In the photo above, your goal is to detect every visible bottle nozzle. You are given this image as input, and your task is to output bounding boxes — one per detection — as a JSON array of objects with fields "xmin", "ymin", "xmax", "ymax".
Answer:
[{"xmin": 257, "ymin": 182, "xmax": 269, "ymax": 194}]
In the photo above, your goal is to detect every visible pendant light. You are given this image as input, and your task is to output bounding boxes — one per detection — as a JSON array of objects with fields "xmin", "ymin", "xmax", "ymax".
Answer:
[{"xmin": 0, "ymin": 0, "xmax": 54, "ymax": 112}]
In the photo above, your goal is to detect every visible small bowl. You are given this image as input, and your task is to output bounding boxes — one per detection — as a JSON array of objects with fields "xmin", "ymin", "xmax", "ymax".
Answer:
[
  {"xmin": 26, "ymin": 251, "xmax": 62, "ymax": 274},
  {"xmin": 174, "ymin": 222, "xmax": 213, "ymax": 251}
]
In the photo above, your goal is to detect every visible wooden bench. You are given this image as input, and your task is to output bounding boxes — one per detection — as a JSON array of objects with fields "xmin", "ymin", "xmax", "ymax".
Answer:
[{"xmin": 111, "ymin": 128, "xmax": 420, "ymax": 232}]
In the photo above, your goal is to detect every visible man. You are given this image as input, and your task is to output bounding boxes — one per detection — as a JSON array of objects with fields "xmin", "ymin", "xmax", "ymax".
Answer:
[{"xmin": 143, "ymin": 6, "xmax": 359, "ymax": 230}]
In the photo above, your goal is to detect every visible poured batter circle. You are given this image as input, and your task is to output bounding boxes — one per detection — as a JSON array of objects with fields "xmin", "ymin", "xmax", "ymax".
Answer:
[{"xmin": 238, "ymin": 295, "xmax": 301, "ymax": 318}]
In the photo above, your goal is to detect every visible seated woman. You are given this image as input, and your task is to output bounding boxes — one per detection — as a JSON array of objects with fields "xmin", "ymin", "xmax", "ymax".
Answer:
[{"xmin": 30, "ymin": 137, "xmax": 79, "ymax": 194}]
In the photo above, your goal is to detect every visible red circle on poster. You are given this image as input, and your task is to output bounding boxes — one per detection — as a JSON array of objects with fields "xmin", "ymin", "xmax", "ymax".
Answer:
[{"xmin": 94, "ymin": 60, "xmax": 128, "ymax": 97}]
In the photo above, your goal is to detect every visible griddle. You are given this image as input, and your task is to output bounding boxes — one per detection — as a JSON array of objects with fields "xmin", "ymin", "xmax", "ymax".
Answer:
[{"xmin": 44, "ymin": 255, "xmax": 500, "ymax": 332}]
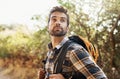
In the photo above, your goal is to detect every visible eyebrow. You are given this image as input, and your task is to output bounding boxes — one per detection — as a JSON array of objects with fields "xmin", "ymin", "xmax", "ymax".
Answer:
[{"xmin": 51, "ymin": 16, "xmax": 67, "ymax": 19}]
----------
- [Requirement]
Rewrite everything from the line containing "every visible eyebrow." down to the end of the records, swapping "eyebrow" for "eyelash" and keeping everything else the same.

- [Task response]
In the photo above, your goal is to detect every visible eyelash. You are given this image as input, and your task is to output bounding boxes — one per detection — as a JSON array of objects with fields "xmin", "ymin", "xmax", "ymax".
Answer:
[{"xmin": 51, "ymin": 16, "xmax": 67, "ymax": 19}]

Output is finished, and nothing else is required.